START PAGE TEXT

In [10]:
from src.data.data_loader import load_data, get_train_validation_split
from src.tuning.benchmark import impute_missing_values

df = load_data(use_cached=True)
df, _ = get_train_validation_split(df)

### Use patient 1

In [None]:
patient_1 = df[df["p_num"] == "p01"]

### Reduce the size of the df

In [80]:
# We'll just tune the hyperparams on the first 100 timepoints for patient 1 since we're just testing
# full is 8459
row_to_load = -1
y_feature = ["bg-0:00"]
x_features = [
    "hr-0:00",
    "steps-0:00",
    "cals-0:00",
    "cob",
    "carb_availability",
    "insulin_availability",
    "iob",
]
p_df = df.iloc[:row_to_load][x_features + y_feature]

# Impute with default methods
p_df = impute_missing_values(p_df, columns=x_features)
p_df = impute_missing_values(p_df, columns=y_feature)

### Handle missing values 

In [81]:
from sktime.benchmarking.forecasting import ForecastingBenchmark
from sktime.split import ExpandingWindowSplitter
from sktime.performance_metrics.forecasting import MeanSquaredError


def load_diabetes():
    return (p_df[y_feature], p_df[x_features])

END PAGE TEXT

TO DO — In the notebook code above, which column is assigned to the variable y_feature?

START DATASET RECORDS

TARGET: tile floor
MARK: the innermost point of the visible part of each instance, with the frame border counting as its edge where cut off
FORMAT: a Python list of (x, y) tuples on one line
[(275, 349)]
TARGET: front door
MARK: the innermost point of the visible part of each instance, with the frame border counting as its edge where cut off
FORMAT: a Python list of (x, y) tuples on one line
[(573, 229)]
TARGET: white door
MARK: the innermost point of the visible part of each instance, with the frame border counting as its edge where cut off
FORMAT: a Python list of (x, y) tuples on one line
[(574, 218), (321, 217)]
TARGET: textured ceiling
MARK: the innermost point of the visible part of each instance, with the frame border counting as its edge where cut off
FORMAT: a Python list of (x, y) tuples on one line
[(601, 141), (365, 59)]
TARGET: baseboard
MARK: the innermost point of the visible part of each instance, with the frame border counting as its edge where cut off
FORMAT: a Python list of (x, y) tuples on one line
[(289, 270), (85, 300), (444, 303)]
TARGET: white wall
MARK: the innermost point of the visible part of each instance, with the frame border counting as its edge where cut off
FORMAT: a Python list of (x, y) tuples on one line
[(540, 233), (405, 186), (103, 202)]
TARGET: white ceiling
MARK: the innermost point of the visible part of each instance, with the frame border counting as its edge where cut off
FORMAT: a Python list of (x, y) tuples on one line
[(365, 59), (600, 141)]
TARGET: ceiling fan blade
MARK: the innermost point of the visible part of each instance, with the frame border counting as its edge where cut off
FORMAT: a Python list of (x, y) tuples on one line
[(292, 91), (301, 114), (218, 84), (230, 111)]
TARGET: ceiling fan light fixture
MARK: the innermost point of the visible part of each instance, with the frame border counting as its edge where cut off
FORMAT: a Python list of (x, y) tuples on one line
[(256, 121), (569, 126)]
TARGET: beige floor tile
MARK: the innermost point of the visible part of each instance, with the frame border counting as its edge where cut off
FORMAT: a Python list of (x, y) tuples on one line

END DATASET RECORDS

REPLY — "bg-0:00"